▶ _OBJECTIVE_
Below are the entries; output exactly the lines from the one containing "Task: for the roadway count, mark the white t-shirt" through the final line, inclusive.

▶ _SUPPLIED RECORDS_

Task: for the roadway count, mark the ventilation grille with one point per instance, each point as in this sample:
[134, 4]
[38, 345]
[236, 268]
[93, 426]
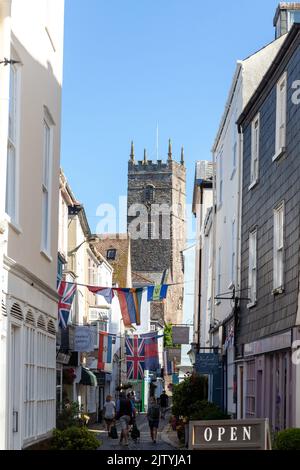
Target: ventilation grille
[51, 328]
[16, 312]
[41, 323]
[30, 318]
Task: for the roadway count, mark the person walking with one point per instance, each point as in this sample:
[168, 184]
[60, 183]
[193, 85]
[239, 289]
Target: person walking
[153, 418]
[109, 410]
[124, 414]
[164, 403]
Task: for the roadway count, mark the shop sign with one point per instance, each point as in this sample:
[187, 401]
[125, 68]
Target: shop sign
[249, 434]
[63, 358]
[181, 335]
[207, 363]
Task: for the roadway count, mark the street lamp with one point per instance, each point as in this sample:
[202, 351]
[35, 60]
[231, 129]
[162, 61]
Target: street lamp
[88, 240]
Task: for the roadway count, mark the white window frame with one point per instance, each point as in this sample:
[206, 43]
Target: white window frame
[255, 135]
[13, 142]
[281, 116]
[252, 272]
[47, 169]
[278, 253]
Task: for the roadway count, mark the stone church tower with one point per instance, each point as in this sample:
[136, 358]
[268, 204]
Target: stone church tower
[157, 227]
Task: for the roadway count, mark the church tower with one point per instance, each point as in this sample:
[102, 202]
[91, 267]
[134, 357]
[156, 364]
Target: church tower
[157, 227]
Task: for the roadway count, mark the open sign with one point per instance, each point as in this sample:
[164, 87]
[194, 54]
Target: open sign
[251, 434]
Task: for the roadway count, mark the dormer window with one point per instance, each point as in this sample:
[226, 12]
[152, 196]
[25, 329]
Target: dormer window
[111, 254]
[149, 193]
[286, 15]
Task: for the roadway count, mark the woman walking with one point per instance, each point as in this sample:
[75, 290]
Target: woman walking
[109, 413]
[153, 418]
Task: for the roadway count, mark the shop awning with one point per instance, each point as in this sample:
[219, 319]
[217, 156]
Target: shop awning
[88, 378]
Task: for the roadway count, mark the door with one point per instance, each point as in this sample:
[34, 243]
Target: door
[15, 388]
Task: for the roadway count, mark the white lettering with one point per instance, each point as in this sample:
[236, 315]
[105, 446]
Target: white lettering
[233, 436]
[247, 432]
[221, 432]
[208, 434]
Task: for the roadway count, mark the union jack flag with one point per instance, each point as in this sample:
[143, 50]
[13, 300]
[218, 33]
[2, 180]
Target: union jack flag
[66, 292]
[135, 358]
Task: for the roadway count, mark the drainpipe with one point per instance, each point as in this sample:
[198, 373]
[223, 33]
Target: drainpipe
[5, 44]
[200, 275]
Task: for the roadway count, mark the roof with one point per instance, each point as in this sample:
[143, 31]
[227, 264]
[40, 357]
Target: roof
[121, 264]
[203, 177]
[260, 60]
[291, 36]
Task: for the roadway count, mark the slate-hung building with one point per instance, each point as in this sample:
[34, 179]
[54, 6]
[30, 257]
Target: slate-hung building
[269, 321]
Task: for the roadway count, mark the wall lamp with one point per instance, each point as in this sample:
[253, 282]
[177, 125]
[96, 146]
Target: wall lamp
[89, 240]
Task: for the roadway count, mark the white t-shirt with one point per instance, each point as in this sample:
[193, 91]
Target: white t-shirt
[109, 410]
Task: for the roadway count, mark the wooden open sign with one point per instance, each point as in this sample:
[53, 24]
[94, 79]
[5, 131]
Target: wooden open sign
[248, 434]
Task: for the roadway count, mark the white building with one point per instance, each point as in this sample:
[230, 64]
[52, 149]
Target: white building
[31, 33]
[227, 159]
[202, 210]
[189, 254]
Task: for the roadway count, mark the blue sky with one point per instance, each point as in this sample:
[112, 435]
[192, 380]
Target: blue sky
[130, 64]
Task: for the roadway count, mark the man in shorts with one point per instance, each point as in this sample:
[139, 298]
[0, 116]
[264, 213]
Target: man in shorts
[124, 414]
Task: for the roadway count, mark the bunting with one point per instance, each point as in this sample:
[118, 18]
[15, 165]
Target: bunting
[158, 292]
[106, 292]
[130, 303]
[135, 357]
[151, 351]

▶ _TASK OUTPUT_
Task: for the roadway count, mark the white t-shirt with one point per instance, each point as in this sample:
[193, 91]
Target: white t-shirt
[109, 410]
Task: for the roadway count, mark the wooden open sign with one point per instance, each point as in this sample:
[53, 24]
[94, 79]
[5, 131]
Target: wooden open sign
[248, 434]
Task: for the roadway count, mark the white building with one point per instance, each point as in this sample:
[230, 64]
[52, 149]
Target: white building
[31, 33]
[227, 159]
[202, 210]
[189, 254]
Task: for the roadway count, mark the blue sky with one point per instance, each point as in this sample:
[112, 435]
[192, 380]
Target: blue sky
[130, 64]
Task: for the roadway count, mark the man in shorts with one point per instance, each point as in this sample:
[139, 298]
[0, 116]
[264, 213]
Target: man in shorts
[124, 414]
Task: for the roadway count, mark the bunting with one point per instance, each point as in this sample:
[118, 18]
[15, 165]
Target: bunting
[158, 292]
[106, 292]
[130, 303]
[135, 357]
[151, 351]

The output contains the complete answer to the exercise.